__TASK INSTRUCTIONS__: Beginning at the line that holds "Point to the driver", restate each line exactly through the final line of the records. Include both of those lines.

__Saved entries__:
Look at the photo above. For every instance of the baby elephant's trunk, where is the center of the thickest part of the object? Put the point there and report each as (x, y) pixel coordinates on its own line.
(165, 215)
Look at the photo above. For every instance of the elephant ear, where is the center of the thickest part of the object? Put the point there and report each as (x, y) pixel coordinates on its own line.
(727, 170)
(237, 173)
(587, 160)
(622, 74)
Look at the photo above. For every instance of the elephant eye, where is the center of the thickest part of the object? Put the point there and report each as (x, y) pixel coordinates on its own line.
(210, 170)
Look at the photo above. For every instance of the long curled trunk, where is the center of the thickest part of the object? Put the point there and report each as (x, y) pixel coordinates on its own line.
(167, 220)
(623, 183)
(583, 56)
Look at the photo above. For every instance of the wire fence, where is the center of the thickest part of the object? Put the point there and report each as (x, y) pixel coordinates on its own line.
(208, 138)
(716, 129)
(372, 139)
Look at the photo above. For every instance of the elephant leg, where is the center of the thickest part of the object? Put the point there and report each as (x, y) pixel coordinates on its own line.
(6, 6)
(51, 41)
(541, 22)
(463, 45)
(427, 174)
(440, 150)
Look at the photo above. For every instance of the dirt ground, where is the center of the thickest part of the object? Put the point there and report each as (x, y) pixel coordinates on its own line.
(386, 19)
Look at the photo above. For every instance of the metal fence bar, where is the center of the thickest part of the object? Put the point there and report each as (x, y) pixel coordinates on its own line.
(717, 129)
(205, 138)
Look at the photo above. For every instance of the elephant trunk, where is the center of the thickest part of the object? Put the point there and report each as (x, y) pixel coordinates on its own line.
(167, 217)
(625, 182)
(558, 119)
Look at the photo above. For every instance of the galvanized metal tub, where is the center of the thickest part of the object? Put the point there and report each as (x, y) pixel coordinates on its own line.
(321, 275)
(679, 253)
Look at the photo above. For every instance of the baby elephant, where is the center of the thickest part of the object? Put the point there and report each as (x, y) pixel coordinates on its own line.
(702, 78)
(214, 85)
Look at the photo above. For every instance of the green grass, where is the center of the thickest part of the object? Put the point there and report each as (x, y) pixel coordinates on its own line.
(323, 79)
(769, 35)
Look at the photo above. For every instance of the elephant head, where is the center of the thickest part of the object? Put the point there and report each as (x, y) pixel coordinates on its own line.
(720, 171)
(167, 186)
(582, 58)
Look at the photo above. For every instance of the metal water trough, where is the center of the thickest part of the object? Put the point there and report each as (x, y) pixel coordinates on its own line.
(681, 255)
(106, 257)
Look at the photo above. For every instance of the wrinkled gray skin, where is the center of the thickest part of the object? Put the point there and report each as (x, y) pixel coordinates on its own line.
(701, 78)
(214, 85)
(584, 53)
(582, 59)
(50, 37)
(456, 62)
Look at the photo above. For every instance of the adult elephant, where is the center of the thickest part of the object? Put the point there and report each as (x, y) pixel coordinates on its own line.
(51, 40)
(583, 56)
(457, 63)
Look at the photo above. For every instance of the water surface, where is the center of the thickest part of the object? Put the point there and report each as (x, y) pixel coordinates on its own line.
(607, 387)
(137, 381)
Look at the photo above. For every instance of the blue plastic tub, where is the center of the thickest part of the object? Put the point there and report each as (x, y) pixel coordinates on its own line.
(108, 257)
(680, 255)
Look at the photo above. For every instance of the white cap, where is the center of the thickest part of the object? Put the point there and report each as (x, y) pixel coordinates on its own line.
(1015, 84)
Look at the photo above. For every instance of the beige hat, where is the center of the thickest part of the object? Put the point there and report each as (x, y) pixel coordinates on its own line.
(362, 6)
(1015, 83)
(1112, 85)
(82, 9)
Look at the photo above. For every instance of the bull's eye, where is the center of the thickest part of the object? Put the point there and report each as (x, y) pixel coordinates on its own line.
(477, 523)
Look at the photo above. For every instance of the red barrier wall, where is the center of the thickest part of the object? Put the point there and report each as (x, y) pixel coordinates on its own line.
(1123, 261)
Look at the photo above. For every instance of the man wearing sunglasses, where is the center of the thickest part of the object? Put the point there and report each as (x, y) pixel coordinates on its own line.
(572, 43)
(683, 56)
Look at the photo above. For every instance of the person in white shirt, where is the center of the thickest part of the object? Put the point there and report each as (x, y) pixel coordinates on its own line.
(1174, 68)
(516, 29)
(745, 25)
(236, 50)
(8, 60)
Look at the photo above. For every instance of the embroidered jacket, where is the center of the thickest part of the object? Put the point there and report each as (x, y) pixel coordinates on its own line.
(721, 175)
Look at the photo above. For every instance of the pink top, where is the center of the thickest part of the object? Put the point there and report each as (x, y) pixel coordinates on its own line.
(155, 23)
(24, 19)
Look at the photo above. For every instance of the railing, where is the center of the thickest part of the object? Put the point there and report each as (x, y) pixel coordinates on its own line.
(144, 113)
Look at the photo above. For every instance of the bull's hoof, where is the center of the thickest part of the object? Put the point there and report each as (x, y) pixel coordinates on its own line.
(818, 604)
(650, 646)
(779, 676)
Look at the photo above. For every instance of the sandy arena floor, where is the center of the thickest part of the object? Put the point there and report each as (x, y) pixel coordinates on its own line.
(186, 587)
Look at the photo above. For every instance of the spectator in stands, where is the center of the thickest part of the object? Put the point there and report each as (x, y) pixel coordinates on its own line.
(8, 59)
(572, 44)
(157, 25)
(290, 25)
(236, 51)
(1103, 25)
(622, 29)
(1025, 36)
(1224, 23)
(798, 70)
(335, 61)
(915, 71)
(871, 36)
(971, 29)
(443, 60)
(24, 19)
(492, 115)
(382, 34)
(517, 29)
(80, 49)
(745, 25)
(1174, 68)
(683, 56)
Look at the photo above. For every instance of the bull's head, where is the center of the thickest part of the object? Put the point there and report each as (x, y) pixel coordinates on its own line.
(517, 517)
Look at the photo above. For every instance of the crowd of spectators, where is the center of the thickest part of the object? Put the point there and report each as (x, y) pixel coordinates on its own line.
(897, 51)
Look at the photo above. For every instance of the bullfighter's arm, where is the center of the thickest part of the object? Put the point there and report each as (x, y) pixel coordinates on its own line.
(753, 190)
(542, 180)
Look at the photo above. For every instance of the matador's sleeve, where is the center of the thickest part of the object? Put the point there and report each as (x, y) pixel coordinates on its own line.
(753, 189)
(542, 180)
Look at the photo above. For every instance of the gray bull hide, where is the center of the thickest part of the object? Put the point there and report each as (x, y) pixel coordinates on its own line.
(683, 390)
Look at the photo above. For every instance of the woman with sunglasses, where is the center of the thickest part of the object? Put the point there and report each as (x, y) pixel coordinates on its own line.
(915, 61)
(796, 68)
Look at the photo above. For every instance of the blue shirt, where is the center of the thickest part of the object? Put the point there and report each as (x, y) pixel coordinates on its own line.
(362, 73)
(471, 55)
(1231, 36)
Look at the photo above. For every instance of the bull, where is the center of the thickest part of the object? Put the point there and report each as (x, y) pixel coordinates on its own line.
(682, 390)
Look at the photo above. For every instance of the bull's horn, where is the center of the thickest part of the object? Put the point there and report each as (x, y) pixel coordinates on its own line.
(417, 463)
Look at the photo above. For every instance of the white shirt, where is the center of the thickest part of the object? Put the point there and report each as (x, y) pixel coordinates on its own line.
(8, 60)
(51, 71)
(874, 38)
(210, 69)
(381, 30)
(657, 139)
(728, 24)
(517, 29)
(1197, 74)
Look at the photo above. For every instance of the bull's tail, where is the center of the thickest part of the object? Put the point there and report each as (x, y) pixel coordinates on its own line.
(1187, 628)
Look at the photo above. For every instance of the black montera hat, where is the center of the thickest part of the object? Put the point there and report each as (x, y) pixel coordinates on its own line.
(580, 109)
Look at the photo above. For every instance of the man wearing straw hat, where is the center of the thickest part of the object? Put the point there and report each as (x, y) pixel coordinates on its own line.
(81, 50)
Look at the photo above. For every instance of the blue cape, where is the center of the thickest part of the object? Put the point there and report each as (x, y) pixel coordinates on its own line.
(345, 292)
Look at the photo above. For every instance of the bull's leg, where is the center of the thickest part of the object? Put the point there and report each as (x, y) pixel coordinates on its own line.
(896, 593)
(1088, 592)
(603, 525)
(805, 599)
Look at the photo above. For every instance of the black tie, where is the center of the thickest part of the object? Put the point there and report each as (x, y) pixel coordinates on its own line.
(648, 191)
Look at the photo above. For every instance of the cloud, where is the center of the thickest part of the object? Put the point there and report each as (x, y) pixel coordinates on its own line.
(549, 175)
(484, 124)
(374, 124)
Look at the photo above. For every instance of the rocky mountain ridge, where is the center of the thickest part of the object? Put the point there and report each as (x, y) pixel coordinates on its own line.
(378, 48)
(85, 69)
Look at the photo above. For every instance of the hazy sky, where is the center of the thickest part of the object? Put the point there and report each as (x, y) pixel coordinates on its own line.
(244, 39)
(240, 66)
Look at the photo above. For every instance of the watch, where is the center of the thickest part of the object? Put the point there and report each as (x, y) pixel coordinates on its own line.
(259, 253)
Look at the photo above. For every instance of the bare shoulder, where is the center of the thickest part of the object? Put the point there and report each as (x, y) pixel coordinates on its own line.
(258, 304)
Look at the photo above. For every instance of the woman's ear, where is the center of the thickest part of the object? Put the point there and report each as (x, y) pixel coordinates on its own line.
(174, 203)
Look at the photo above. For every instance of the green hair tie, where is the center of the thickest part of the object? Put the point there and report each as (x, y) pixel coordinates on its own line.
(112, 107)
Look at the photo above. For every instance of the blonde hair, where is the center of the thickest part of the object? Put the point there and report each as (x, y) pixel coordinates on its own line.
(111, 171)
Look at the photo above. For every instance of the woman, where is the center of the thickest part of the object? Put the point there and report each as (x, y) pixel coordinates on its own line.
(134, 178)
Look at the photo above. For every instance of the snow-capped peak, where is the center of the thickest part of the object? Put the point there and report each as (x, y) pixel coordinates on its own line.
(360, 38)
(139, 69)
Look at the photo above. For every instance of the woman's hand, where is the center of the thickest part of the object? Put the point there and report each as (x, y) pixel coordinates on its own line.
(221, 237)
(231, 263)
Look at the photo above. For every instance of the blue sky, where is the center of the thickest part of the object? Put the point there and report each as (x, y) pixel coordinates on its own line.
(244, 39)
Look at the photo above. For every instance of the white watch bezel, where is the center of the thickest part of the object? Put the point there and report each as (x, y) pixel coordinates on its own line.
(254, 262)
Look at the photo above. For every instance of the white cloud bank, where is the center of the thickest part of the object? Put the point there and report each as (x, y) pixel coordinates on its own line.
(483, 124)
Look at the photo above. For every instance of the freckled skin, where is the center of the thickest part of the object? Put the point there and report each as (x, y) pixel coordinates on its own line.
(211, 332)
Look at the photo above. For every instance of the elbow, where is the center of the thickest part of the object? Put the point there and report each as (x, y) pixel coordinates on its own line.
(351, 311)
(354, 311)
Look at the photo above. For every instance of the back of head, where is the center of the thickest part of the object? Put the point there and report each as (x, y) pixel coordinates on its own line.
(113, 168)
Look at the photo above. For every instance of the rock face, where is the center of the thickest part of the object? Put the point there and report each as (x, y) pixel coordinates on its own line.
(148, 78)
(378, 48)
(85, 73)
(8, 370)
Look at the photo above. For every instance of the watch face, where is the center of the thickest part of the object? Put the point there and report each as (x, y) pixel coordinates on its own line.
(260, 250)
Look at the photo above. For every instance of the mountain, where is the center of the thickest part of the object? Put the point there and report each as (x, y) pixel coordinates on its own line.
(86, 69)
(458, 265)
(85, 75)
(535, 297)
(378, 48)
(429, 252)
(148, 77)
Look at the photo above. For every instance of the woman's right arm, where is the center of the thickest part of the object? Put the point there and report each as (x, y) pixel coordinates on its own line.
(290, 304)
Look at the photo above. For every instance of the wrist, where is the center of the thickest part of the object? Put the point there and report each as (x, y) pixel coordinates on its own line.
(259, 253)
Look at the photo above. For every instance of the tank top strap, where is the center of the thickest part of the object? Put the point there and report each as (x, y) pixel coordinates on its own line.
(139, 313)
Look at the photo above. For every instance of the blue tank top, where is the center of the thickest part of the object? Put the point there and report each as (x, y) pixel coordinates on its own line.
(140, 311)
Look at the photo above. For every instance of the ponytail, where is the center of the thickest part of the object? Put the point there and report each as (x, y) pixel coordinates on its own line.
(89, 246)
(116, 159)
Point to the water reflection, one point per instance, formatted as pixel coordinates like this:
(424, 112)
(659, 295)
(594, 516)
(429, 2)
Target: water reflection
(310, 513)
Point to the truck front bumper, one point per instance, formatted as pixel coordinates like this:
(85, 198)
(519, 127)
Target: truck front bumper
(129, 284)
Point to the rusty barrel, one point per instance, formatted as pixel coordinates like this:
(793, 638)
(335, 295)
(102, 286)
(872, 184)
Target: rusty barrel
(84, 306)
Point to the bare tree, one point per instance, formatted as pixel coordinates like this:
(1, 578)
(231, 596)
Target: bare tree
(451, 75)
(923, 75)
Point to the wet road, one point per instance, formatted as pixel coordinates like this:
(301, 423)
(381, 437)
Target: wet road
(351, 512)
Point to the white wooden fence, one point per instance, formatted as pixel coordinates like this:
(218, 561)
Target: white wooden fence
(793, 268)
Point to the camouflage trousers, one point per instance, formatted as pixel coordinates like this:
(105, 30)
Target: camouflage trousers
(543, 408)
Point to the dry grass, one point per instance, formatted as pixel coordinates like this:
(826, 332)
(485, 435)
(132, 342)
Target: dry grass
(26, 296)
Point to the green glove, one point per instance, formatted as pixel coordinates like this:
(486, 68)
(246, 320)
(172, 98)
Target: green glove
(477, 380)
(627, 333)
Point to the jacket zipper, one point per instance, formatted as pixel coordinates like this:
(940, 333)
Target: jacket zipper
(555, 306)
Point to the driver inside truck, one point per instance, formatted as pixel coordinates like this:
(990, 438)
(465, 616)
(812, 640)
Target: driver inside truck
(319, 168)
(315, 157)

__EXERCISE RESPONSE__:
Point to the driver inside truck, one point per instance, formatted as pixel coordinates like this:
(990, 438)
(465, 616)
(812, 640)
Target: driver inside truck
(319, 168)
(315, 157)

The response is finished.